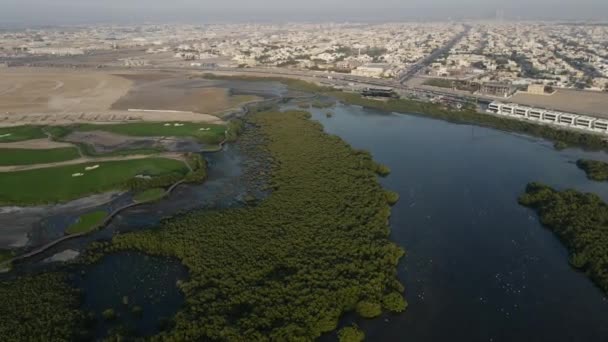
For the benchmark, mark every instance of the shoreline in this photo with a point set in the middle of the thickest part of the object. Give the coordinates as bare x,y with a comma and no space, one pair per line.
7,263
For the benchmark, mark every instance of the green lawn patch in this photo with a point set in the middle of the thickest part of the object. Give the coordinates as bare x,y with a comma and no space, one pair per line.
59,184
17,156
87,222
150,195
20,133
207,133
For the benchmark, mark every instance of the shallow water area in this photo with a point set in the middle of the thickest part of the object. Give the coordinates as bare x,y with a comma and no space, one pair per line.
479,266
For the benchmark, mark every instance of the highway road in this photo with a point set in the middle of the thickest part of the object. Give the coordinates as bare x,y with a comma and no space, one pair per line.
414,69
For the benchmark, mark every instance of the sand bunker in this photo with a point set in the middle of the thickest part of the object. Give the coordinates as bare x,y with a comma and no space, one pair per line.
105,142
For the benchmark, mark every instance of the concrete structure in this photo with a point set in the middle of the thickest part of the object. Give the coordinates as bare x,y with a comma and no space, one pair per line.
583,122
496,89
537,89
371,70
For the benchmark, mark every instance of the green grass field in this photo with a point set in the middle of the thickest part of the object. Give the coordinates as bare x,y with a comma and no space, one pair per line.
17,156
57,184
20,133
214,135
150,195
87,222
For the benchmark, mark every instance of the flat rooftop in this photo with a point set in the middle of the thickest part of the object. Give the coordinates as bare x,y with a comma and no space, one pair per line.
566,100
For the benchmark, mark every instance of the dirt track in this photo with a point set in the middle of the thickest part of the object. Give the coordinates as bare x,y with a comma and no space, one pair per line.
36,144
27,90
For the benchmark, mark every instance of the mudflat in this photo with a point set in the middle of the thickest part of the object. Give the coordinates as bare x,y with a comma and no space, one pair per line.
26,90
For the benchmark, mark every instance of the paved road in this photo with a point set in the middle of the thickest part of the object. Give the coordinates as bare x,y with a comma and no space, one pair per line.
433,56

* * *

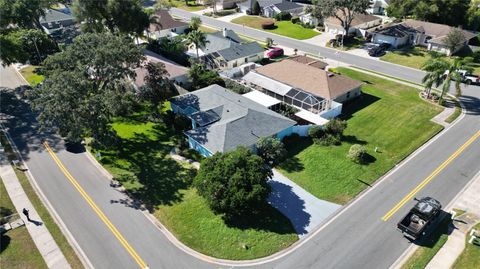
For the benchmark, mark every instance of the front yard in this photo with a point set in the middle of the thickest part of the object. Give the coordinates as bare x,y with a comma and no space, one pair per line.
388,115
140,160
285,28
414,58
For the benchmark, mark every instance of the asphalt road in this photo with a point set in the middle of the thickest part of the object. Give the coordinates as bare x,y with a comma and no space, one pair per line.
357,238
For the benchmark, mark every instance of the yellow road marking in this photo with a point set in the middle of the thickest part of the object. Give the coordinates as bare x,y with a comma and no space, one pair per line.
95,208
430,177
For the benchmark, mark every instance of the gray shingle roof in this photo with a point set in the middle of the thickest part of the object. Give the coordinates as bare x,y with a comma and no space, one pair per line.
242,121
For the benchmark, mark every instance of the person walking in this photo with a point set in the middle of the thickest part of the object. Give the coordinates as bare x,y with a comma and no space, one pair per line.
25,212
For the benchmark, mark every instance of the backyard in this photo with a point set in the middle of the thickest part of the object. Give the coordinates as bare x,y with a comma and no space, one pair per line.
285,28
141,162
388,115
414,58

SET PROBLEM: Show each line above that contains the word "green", copying every such line in full. Case counts when matching.

EXPECTED ANSWER:
For the benchmark, mark every instance of the green lawn patch in this photo with a point set in the middle of the thickest part of the object. Give the coordinates as bare x,y with a comma and no space, one pair per line.
For the benchmark, mark every instance of the green grass field in this photo with a point set in the middle of the thickest part of the object. Give the coordinates as bare x,y with a comma and no space, one pair per line.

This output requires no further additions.